_Исходный текст_:
________

Книга Шаляпин против Эйфелевой башни, страница 92. Автор книги Бранислав Ятич

Разделитель для чтения книг в онлайн библиотеке

Онлайн книга «Шаляпин против Эйфелевой башни»

Cтраница 92

Эммануил Каплан, сравнивая интерпретацию романса Чайковского «Разочарование» в исполнении Иоакима Тартакова и Федора Шаляпина, подчеркивает, что оба артиста придерживались всех пометок композитора, и что в то же время их интерпретации были совершенно разными. Кто же из исполнителей представил «более объективную», «более правильную» интерпретацию романса Чайковского? На этот вопрос мог бы ответить, возможно, только сам Чайковский.

Мы говорим «возможно», поскольку верим, что композитор согласился бы с тем, что каждое великое произведение многослойно и неоднозначно, и что разные исполнители вполне законно, в соответствии со своим восприятием произведения, могут осуществить различные его интерпретации. Создавая конкретное произведение, композитор, разумеется, рассчитывал на творческое воображение интерпретатора. Буквальное воспроизведение нотного и поэтического текста, которому музыка, благодаря своей неконкретности, вернее, широкой ассоциативности, придает новое измерение, – попытка буквального воспроизведения представляла бы отрицание искусства.

Каплан, заключая свои впечатления от интерпретации Тартакова, записывает: «Долго бродили мы в тот вечер по ночным морозным улицам Петербурга, счастливые, что соприкоснулись с чем-то таким печально-красивым, что пройдет через всю жизнь и никогда не забудется» [197].

________

_Цель упражнения_:
Отредактируйте, пожалуйста, фрагмент книги о Шаляпине: перепишите его часть между "Cтраница 92" и "только сам Чайковский." включительно, заменив "романса" на "песни".

________

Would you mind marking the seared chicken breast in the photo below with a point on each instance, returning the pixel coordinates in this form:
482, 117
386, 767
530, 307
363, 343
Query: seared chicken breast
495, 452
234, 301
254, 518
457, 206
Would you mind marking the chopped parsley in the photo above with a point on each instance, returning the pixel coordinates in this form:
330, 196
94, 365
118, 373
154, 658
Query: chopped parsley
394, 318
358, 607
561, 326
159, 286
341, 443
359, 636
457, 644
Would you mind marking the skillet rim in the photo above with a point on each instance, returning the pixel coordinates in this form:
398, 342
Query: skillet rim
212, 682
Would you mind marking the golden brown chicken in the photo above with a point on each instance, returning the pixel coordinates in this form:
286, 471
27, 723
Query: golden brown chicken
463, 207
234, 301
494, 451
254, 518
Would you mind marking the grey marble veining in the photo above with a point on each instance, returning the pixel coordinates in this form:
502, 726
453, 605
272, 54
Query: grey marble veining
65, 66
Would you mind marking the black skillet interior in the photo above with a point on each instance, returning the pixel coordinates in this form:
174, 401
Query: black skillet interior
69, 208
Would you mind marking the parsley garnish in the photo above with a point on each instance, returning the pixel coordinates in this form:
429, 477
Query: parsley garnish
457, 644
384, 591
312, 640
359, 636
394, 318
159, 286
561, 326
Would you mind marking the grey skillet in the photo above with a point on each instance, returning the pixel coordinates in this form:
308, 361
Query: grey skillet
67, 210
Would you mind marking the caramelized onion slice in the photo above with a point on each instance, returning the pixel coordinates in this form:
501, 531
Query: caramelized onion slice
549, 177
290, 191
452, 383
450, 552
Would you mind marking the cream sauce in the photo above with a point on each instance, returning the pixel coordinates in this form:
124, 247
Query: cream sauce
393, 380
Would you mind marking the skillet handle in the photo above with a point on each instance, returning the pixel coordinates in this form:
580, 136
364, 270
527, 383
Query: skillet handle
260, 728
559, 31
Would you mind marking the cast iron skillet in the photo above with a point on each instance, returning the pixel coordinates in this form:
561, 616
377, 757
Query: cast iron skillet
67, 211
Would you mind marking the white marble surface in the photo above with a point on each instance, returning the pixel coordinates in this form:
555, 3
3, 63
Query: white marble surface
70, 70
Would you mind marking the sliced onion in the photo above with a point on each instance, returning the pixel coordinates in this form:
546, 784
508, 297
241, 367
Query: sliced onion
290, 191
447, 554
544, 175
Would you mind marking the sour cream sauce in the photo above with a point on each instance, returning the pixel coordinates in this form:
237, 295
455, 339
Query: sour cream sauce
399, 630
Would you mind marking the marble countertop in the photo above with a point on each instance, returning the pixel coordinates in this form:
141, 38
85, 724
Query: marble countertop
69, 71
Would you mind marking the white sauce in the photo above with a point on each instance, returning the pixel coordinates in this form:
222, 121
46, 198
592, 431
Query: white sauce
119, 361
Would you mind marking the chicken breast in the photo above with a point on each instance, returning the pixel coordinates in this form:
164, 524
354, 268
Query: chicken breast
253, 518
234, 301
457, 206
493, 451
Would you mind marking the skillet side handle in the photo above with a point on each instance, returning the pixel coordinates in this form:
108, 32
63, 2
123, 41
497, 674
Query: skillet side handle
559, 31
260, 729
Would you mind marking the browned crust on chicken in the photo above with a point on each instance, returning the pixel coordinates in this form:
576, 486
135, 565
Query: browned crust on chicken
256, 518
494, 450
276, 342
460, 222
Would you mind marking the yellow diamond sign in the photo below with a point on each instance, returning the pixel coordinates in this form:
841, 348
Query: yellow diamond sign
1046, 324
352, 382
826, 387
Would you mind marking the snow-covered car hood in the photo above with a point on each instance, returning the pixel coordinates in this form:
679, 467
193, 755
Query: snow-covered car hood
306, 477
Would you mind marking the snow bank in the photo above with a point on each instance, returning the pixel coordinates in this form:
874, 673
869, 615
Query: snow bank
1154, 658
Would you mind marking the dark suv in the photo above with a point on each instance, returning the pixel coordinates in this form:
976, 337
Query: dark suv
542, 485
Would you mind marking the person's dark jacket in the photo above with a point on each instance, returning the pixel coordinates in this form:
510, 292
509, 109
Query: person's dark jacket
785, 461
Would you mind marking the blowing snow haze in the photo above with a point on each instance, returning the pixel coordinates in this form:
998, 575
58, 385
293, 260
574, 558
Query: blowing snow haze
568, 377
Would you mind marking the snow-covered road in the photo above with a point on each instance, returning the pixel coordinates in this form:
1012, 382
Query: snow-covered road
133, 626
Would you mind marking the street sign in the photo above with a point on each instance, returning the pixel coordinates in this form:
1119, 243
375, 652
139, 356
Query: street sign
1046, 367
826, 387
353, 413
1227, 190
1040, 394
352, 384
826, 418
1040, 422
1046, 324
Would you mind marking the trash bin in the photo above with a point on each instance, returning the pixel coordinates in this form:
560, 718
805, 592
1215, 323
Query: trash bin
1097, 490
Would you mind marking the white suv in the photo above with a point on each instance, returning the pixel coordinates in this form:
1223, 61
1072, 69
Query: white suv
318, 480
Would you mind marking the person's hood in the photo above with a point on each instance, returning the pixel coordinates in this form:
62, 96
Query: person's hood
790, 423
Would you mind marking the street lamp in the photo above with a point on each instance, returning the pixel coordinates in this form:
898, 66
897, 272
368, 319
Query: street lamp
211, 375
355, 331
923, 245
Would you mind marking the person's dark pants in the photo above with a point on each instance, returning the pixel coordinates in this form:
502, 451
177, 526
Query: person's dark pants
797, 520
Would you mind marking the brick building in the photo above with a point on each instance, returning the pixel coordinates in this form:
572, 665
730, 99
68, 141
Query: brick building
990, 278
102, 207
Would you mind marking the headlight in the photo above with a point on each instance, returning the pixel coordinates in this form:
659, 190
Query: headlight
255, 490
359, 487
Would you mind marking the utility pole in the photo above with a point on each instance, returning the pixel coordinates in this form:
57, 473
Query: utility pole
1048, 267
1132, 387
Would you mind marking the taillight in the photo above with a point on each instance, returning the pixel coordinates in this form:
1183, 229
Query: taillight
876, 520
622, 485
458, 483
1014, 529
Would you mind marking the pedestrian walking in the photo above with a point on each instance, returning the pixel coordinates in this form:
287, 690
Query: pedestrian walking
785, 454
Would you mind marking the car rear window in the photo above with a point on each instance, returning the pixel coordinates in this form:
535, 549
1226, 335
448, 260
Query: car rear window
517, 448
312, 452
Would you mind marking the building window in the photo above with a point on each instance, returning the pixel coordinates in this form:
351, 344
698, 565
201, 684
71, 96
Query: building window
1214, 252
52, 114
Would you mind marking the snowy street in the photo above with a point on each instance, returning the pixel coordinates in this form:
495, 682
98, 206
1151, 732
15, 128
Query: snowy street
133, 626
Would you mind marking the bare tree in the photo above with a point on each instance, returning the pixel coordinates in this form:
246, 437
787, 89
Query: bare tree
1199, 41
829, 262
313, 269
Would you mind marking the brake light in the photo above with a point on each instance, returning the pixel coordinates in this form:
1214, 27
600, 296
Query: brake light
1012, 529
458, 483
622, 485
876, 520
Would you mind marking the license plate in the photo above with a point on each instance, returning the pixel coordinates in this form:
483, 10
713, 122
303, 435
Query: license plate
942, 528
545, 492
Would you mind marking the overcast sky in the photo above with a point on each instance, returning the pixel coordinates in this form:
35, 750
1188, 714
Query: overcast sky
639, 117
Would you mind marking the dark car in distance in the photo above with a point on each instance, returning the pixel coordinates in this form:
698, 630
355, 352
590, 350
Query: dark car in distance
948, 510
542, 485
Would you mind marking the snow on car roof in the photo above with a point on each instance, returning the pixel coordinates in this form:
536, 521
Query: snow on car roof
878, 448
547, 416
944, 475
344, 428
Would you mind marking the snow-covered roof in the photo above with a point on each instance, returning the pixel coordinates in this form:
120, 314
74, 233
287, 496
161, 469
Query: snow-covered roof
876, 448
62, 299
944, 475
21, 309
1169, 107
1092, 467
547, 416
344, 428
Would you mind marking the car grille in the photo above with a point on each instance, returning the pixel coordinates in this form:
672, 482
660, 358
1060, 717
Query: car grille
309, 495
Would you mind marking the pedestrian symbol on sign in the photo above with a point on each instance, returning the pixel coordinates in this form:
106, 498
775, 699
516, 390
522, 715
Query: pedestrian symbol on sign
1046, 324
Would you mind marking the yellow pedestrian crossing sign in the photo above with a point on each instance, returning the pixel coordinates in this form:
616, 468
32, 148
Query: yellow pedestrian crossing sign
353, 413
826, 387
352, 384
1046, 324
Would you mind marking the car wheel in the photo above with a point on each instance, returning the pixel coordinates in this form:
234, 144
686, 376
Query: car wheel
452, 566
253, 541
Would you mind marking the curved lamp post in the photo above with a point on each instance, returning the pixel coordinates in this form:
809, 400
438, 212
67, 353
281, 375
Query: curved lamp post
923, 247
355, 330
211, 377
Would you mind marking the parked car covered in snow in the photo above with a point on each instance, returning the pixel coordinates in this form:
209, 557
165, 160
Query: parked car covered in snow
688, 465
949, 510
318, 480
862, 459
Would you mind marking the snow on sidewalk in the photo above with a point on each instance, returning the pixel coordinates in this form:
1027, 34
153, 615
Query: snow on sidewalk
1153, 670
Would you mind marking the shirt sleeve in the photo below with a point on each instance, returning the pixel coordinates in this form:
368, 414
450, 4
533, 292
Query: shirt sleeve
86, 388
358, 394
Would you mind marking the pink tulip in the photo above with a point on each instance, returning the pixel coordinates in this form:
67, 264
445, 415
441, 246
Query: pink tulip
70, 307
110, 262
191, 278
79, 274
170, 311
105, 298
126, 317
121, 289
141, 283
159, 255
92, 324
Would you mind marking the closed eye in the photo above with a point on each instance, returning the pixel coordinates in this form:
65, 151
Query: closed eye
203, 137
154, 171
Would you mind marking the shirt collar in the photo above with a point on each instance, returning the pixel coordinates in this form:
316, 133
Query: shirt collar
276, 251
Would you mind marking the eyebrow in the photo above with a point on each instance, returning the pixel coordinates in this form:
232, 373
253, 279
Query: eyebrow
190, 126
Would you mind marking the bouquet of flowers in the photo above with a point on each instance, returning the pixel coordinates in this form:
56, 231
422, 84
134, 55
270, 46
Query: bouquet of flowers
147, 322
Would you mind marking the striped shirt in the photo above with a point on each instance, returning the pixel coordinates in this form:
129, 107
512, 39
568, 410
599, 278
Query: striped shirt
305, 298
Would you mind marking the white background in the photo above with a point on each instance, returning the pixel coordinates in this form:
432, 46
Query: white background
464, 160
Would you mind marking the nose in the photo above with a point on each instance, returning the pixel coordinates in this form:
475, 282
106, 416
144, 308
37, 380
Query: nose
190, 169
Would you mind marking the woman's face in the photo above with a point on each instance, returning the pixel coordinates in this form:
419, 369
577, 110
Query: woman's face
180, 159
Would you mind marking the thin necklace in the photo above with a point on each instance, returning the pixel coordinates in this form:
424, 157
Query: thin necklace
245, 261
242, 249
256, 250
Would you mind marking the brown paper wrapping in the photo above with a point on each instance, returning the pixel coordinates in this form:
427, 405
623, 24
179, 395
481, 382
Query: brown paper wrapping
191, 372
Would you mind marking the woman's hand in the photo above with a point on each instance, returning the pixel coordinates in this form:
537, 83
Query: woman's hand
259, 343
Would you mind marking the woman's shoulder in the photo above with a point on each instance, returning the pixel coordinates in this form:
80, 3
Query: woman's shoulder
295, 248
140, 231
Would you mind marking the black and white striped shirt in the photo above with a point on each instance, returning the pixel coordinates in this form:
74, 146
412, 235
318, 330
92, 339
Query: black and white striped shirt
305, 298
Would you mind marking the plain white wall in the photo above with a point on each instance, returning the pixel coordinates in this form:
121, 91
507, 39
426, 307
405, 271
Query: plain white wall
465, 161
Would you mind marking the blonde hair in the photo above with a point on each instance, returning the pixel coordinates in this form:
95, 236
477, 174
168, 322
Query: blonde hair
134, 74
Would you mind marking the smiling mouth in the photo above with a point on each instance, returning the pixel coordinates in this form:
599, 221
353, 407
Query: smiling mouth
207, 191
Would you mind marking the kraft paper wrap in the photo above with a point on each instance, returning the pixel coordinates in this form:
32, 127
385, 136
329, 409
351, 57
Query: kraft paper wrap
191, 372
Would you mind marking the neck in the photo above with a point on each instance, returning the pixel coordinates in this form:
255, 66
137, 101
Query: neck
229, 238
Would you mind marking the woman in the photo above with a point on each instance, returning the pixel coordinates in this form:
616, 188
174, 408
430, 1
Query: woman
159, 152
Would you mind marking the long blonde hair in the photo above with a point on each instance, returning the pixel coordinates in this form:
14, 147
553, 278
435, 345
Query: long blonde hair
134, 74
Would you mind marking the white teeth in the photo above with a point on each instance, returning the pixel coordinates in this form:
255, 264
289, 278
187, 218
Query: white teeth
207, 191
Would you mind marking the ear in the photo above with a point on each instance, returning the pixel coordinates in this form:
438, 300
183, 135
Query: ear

________

_Решение задачи_:
Cтраница 92

Эммануил Каплан, сравнивая интерпретацию песни Чайковского «Разочарование» в исполнении Иоакима Тартакова и Федора Шаляпина, подчеркивает, что оба артиста придерживались всех пометок композитора, и что в то же время их интерпретации были совершенно разными. Кто же из исполнителей представил «более объективную», «более правильную» интерпретацию песни Чайковского? На этот вопрос мог бы ответить, возможно, только сам Чайковский.